Emanuel Ringelblum (left), Rachel Auerbach (third from the left) and other Jewish intellectuals in Poland, 1938. (photo from whowillwriteourhistory.com)
Many Vancouverites will remember the 2008 traveling exhibit hosted by the Vancouver Holocaust Education Centre called Scream the Truth at the World: Emanuel Ringelblum and the Hidden Archive of the Warsaw Ghetto. It provided an overview of Warsaw historian Ringelblum and a secret group, Oyneg Shabbes (Joy of Sabbath), who during the Holocaust worked to document and preserve material relating to their experiences. The artifacts they buried in milk cans and metal boxes – some 30,000 items – were found in the rubble of the Warsaw Ghetto in 1946.
Now, Katahdin Productions is raising funds to make a feature documentary about Ringelblum and the Oyneg Shabbes archive. The film, Who Will Write Our History, is based on the book of the same name by historian Samuel Kassow.
Writers, artists, scholars, journalists, poets and diarists, more than 60 diverse people, handpicked by Ringelblum, collected and recorded as much as possible about every aspect of life in the ghetto – poems, paintings, photographs, underground newspapers, essays on hunger, smuggling, the Jewish police, clandestine schools and literary evenings and more. Their common goal was to ensure that the truth would survive even if they did not, as was the case with Ringelblum.
Only three members of Oyneg Shabbes survived the war. Among them was Rachel Auerbach, a prolific writer who would spend the rest of her life memorializing Ringelblum and Oyneg Shabbes. It is Auerbach’s writing and point of view that will provide the narration and narrative structure of the film. She will be voiced in the film by Academy Award-nominated actress Joan Allan.
In 1946, before Auerbach left Poland for Israel, she and the other two Oyneg Shabbes survivors led rescuers to the location of the first cache of the ghetto archive. The rescuers unearthed 10 metal boxes that had been buried on the eve of the Warsaw Ghetto Uprising. A second cache of two milk cans was discovered when Polish construction workers were building new apartment buildings on the site of the former ghetto. The third cache was never found and is believed to be buried under what is now the Chinese embassy in Warsaw.

## DATA ENTRIES

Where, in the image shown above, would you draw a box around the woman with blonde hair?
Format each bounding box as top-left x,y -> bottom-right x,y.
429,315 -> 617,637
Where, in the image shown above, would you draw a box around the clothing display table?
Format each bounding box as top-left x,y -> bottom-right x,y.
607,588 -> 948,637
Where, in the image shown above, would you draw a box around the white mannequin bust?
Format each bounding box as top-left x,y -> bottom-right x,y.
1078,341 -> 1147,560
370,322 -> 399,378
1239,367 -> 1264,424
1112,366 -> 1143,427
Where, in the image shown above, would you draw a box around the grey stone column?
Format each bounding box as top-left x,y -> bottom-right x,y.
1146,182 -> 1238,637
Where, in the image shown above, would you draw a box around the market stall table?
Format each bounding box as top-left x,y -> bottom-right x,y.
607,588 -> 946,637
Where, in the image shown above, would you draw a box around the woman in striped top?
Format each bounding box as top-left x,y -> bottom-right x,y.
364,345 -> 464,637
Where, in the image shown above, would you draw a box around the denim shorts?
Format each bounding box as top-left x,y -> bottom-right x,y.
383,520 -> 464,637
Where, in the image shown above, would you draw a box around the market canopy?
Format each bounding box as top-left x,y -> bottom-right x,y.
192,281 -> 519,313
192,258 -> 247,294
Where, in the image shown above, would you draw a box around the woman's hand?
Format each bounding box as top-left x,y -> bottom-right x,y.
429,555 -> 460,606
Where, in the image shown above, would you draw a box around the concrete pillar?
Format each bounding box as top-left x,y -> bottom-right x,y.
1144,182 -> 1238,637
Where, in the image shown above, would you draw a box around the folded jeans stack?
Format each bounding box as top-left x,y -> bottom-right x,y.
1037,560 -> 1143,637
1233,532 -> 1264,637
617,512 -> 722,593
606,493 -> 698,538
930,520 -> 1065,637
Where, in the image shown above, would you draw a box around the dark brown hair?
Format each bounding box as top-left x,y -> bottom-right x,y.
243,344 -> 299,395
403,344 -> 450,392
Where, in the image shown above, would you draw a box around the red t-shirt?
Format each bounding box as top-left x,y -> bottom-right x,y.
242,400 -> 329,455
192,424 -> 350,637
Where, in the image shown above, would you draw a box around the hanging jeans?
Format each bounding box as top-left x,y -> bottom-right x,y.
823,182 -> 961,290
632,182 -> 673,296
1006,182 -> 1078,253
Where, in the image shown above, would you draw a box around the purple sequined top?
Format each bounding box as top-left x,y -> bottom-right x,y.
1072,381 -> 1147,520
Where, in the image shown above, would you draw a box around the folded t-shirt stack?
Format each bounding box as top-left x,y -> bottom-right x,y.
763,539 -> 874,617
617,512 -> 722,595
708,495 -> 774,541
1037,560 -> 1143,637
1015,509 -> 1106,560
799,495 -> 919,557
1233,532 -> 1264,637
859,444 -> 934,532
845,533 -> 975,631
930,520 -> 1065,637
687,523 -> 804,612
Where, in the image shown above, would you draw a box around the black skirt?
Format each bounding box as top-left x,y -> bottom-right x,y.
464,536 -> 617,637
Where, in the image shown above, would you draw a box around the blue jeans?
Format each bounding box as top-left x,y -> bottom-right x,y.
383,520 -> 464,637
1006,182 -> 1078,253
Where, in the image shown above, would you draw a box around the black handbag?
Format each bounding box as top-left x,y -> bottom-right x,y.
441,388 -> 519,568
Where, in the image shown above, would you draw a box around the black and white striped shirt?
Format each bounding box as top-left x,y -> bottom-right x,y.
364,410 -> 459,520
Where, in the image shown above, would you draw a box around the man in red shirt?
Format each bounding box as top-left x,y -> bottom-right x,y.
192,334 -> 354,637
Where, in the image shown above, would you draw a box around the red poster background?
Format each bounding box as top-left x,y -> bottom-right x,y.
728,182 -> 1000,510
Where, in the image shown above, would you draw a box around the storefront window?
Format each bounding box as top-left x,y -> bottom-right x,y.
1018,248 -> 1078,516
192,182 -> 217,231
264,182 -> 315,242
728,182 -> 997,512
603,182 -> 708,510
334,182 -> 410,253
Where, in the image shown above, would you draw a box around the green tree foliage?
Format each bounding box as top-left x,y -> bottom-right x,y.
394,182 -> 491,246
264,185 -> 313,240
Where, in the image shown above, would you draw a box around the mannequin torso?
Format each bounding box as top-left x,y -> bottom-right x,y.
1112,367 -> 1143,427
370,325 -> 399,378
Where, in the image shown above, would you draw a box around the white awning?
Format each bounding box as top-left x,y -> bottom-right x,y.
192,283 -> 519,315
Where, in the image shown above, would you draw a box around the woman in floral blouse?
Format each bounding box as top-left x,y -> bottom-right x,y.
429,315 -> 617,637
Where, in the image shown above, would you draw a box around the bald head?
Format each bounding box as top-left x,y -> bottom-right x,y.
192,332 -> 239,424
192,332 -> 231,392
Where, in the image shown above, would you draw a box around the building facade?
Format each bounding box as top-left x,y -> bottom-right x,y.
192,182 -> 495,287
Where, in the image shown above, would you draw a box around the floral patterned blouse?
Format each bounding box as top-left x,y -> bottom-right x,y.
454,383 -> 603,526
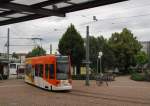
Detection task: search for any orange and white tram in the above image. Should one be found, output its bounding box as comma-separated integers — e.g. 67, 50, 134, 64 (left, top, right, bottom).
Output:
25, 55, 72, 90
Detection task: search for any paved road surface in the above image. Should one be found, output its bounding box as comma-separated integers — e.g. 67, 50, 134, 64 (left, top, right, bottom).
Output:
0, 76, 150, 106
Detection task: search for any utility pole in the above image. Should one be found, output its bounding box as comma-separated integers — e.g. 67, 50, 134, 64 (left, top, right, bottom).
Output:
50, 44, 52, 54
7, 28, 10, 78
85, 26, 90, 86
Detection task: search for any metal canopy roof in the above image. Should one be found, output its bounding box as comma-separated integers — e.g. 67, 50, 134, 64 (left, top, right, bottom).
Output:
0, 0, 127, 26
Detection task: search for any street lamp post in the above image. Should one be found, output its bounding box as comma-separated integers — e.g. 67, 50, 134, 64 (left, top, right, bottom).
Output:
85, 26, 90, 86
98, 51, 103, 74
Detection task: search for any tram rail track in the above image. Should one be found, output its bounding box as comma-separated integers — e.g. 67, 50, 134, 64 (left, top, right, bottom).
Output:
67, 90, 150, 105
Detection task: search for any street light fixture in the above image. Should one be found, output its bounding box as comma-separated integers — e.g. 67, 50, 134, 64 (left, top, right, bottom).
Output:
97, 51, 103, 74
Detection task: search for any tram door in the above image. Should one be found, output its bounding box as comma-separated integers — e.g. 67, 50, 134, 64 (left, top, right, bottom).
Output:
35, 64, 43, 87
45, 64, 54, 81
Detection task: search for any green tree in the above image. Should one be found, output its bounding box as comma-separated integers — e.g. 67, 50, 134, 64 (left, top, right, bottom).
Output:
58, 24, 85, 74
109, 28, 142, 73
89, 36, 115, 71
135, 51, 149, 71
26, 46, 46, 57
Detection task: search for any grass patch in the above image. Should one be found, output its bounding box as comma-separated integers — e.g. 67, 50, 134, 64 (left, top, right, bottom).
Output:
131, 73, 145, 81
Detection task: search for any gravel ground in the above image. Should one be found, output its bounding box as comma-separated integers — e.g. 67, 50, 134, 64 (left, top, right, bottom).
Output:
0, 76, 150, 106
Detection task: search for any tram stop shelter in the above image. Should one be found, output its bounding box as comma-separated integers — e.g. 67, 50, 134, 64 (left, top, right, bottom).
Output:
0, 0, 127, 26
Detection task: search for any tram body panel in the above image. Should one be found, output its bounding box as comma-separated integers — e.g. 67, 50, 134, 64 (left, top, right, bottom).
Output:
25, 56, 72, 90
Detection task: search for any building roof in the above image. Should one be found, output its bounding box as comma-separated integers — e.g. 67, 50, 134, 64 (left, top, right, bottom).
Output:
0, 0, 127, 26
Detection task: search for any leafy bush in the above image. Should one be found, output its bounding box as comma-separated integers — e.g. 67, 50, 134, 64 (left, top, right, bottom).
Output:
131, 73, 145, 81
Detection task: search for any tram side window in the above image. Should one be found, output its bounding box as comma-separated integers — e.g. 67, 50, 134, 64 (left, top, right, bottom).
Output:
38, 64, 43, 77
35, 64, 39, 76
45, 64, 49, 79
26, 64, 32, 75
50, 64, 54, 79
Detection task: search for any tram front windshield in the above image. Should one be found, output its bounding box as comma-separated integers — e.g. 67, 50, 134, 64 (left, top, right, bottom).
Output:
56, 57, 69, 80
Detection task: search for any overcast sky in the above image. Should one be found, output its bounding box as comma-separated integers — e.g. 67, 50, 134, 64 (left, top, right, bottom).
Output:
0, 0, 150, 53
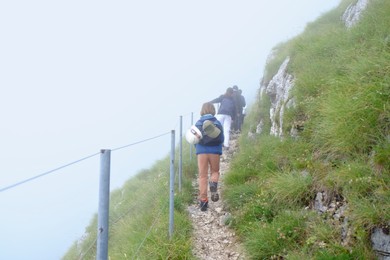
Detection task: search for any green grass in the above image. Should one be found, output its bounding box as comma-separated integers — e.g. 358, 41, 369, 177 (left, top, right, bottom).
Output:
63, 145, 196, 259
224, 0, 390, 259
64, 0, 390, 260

* * *

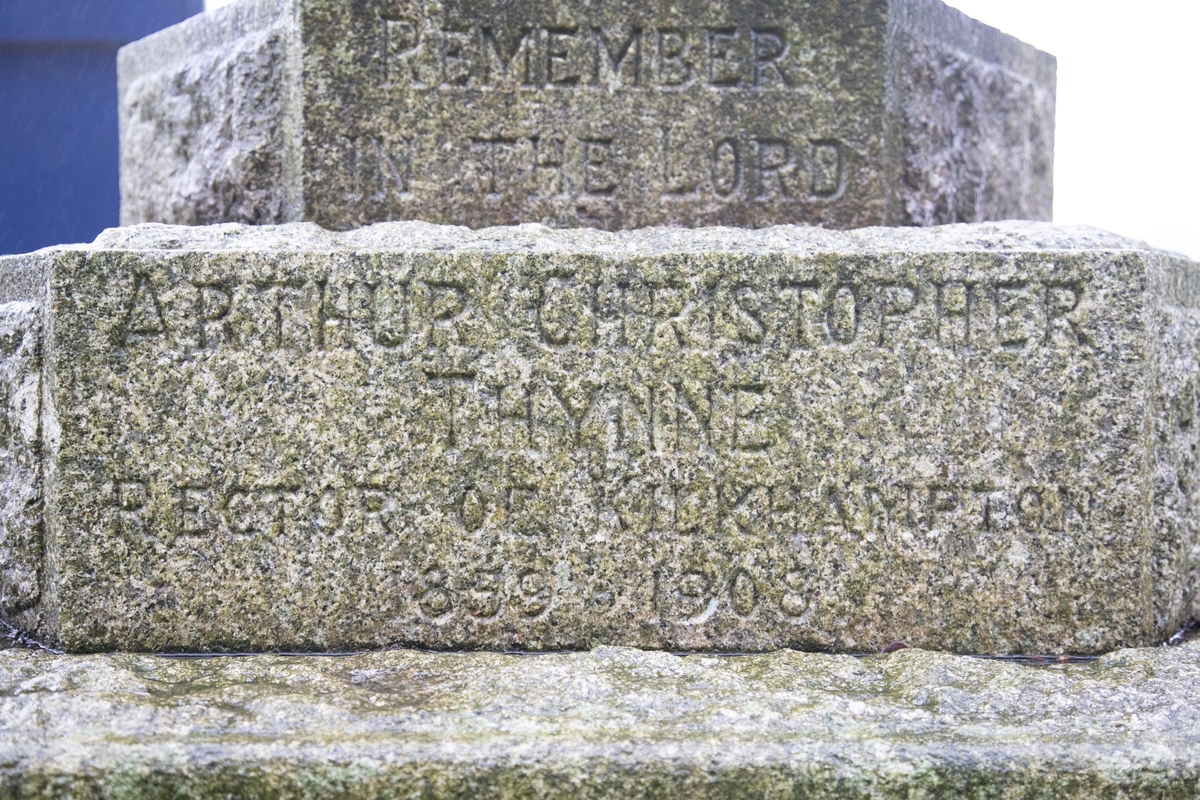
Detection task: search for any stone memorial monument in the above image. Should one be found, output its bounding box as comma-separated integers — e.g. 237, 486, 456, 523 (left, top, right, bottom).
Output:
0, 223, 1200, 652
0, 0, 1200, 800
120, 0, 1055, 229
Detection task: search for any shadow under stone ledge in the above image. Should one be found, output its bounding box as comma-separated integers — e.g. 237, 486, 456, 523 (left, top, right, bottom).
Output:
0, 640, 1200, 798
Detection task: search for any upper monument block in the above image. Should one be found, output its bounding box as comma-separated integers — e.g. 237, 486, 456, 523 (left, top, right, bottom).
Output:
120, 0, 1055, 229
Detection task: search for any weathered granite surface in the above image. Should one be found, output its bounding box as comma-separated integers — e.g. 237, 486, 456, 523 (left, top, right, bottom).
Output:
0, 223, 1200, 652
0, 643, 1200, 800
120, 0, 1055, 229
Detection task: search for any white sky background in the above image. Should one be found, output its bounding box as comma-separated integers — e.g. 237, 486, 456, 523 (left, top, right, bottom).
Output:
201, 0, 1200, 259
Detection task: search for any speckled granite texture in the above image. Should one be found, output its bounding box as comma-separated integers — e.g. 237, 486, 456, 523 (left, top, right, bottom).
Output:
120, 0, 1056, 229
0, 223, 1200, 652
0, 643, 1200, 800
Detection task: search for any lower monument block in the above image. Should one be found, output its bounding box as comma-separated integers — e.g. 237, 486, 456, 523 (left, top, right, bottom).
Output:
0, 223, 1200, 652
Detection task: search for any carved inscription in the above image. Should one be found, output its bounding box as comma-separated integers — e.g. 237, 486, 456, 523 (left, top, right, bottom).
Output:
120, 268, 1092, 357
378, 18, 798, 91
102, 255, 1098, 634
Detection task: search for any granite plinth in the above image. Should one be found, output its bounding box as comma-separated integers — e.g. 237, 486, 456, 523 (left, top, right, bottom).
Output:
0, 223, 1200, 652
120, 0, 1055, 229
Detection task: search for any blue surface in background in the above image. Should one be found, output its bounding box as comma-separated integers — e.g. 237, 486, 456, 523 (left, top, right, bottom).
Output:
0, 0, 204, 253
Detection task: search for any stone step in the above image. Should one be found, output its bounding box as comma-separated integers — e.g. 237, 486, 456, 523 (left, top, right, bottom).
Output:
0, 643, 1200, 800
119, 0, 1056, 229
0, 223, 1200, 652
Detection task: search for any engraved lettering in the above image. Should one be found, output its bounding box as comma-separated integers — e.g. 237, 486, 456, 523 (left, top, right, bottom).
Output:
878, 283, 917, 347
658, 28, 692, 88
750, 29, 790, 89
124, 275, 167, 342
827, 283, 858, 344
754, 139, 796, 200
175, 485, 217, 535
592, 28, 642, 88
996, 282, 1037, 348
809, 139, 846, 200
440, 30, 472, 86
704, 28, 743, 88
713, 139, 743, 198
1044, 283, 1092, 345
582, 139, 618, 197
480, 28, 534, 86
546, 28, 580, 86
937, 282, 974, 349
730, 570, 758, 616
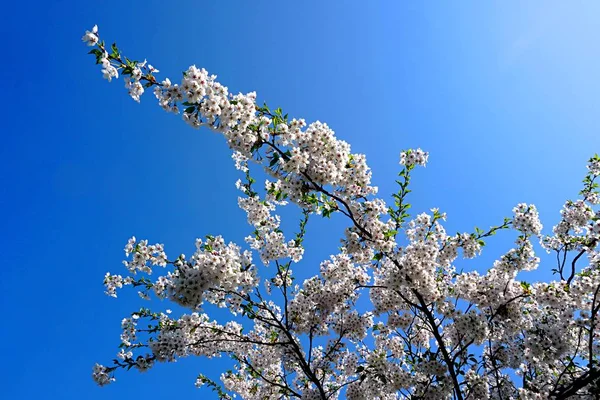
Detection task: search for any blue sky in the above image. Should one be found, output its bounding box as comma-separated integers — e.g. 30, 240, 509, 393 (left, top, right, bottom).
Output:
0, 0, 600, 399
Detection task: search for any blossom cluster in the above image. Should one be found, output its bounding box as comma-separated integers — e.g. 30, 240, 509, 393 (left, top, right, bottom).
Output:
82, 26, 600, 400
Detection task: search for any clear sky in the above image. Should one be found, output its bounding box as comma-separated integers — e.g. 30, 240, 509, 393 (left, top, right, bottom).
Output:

## TASKS AND EXERCISES
1 > Could you reproduce the stretch of the Ringelblum article from "Writers, artists, scholars, journalists, poets" through "actress Joan Allan."?
2 > Will you revise the records for the stretch from the line containing "the black skirt?" through the line containing "364,410 -> 459,520", replacing "bounding box" with "rectangle" and leaving everything else as it is? Return only those lines.

## WORKED SOLUTIONS
1 >
Writers, artists, scholars, journalists, poets and diarists, more than 60 diverse people, handpicked by Ringelblum, collected and recorded as much as possible about every aspect of life in the ghetto – poems, paintings, photographs, underground newspapers, essays on hunger, smuggling, the Jewish police, clandestine schools and literary evenings and more. Their common goal was to ensure that the truth would survive even if they did not, as was the case with Ringelblum.
Only three members of Oyneg Shabbes survived the war. Among them was Rachel Auerbach, a prolific writer who would spend the rest of her life memorializing Ringelblum and Oyneg Shabbes. It is Auerbach’s writing and point of view that will provide the narration and narrative structure of the film. She will be voiced in the film by Academy Award-nominated actress Joan Allan.

2 >
Where, in the image shown above, would you draw a box around the black skirt?
Format each rectangle as top-left x,y -> bottom-right x,y.
464,536 -> 617,637
Where, in the image shown above, would you draw a box around the blue jeans?
Format each rectangle as top-left x,y -> bottom-right x,y.
383,520 -> 464,637
1006,182 -> 1078,253
Where, in the image shown above, would you draw a box around the black handbag?
Format each rectangle as top-left x,y -> bottom-right x,y.
441,388 -> 519,568
Where, in the image shown above, would you draw a box around the black and white striped shirt?
Format each rectangle as top-left x,y -> bottom-right x,y.
364,410 -> 459,520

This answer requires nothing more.